■ Actions to take:
a) Copy the Photophlow review from "That's all possible" to "your eyes alone).", changing "API" to "programming interface" throughout.
b) Answer these questions from the Photophlow review:
(i) Which two sources offer the online videos the reviewer recommends?
(ii) Who gave the expert critiques during the reviewer's chats?
(iii) What did Flickr publish on Tuesday?

■ Text:

########

For a glimpse of Photophlow in action, I recommend two helpful online videos, one from Demogirl and another from Photophlow itself.

The site design can lead to a spontaneous sort of group free association. That's because the images on the left change each time a member searches for new pictures, and that can be done by explicitly searching, by clicking to see what a particular chat room member's photos are, or by clicking on hyperlinked words that Photophlow identifies in the chat.

For example, Photophlow highlighted "wink," "hook," "harsh criticism," "hoarfrost," "bear fetish," and "Pauli exclusion principle." Clicking these links shows photos that can lead the conversation in new directions.

With all the distractions, don't expect to keep a conversational thread going for too long on the general rooms. Users can set the conversational topic, but nobody seems to pay much attention.

The design works in part because photo enthusiasts are the kind of person who's likely to show up in the chat rooms, so a basic minimum compatibility is likely already achieved.

That's not to say the discourse is always enthralling; you take the bad with the good. Commentary during my chats ranged from uninsightful "nice photo" remarks to much more useful expert critiques by Tiny Malone of the Portfolio Pro. Off-topic conversations tackled everything from goose migration to how somebody's date went.

It's not just a chat room, though. Photophlow also integrates with Flickr itself for adding comments to photos. And its facility for making fellow photographers to your Flickr contacts list is vastly easier than Flickr's obtuse interface.

That's all possible because of the openness of Flickr's application programming interface, or API. "The nice thing about working with Flickr's API is that so many applications have been built on it, and Flickr has been so responsive to its developer community, that it's been able to support virtually every feature we've conceived of," Berkman said.

Growing pains
The bad is that the site hangs up occasionally, and I had some trouble at times retrieving various members' photos. I think the "magnify" operation shows a photo that could be magnified a lot more. Sometimes the pace of searches and photo postings is more frenetic than I'd prefer (hint: if you click the "private" button, your searches and posts will be for your eyes alone).

But I'm willing to cut the site slack--it's still in beta testing. When will Photophlow come out of beta?

"This depends on a number of things, including funding," Berkman said. "We could benefit from some additional engineering help. I'm optimistic that we can be open within a few months, but at this point I wouldn't go so far as to say I expect it."

Flickr probably need not be too worried about being gobbled up by Photophlow, a site in its comparative infancy and one that probably couldn't exist without piggybacking on Flickr's immense following.

But there are signs that perhaps Flickr is getting the message. On Tuesday, the company published a job posting looking for a senior Flickr user interface designer.

########

■ Provided information:
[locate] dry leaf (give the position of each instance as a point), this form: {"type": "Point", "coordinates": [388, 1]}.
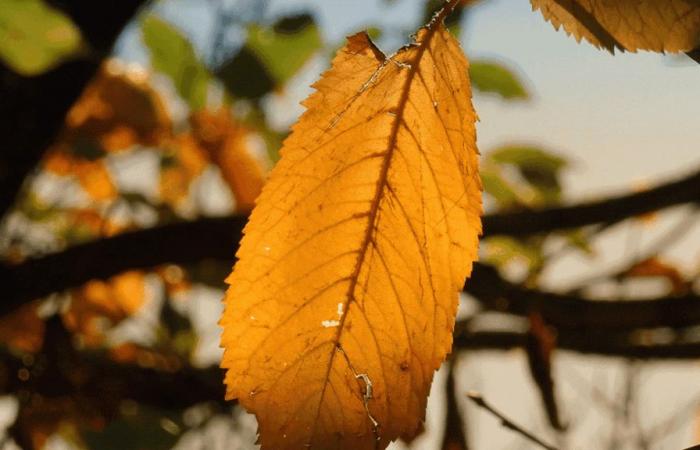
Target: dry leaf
{"type": "Point", "coordinates": [660, 26]}
{"type": "Point", "coordinates": [225, 141]}
{"type": "Point", "coordinates": [343, 301]}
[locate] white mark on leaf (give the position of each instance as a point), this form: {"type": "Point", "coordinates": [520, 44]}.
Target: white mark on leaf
{"type": "Point", "coordinates": [330, 323]}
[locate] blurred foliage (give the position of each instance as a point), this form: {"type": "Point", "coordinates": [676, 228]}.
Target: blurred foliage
{"type": "Point", "coordinates": [126, 112]}
{"type": "Point", "coordinates": [173, 55]}
{"type": "Point", "coordinates": [35, 37]}
{"type": "Point", "coordinates": [271, 56]}
{"type": "Point", "coordinates": [494, 77]}
{"type": "Point", "coordinates": [137, 428]}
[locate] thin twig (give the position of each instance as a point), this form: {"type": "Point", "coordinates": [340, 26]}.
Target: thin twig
{"type": "Point", "coordinates": [506, 422]}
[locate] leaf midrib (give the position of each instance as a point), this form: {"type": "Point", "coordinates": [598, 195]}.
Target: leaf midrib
{"type": "Point", "coordinates": [372, 216]}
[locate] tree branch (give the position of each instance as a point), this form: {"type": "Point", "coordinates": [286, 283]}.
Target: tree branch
{"type": "Point", "coordinates": [33, 108]}
{"type": "Point", "coordinates": [608, 211]}
{"type": "Point", "coordinates": [574, 312]}
{"type": "Point", "coordinates": [217, 238]}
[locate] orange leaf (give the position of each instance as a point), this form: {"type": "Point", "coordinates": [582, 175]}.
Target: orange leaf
{"type": "Point", "coordinates": [95, 179]}
{"type": "Point", "coordinates": [114, 300]}
{"type": "Point", "coordinates": [660, 26]}
{"type": "Point", "coordinates": [225, 141]}
{"type": "Point", "coordinates": [654, 267]}
{"type": "Point", "coordinates": [23, 329]}
{"type": "Point", "coordinates": [343, 300]}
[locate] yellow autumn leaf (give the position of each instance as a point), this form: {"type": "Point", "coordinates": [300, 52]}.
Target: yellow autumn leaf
{"type": "Point", "coordinates": [100, 303]}
{"type": "Point", "coordinates": [23, 329]}
{"type": "Point", "coordinates": [660, 26]}
{"type": "Point", "coordinates": [226, 142]}
{"type": "Point", "coordinates": [343, 301]}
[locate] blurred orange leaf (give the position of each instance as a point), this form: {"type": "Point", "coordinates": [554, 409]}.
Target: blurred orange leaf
{"type": "Point", "coordinates": [654, 267]}
{"type": "Point", "coordinates": [99, 304]}
{"type": "Point", "coordinates": [225, 141]}
{"type": "Point", "coordinates": [93, 176]}
{"type": "Point", "coordinates": [118, 109]}
{"type": "Point", "coordinates": [660, 26]}
{"type": "Point", "coordinates": [23, 329]}
{"type": "Point", "coordinates": [343, 300]}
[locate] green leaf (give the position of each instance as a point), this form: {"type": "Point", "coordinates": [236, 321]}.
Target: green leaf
{"type": "Point", "coordinates": [35, 37]}
{"type": "Point", "coordinates": [494, 77]}
{"type": "Point", "coordinates": [524, 156]}
{"type": "Point", "coordinates": [173, 55]}
{"type": "Point", "coordinates": [245, 75]}
{"type": "Point", "coordinates": [285, 47]}
{"type": "Point", "coordinates": [499, 188]}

########

■ Results in order:
a)
That's all possible because of the openness of Flickr's application programming interface, or programming interface. "The nice thing about working with Flickr's programming interface is that so many applications have been built on it, and Flickr has been so responsive to its developer community, that it's been able to support virtually every feature we've conceived of," Berkman said.

Growing pains
The bad is that the site hangs up occasionally, and I had some trouble at times retrieving various members' photos. I think the "magnify" operation shows a photo that could be magnified a lot more. Sometimes the pace of searches and photo postings is more frenetic than I'd prefer (hint: if you click the "private" button, your searches and posts will be for your eyes alone).

b)
(i) Demogirl and Photophlow itself.
(ii) Tiny Malone of the Portfolio Pro.
(iii) A job posting for a senior Flickr user interface designer.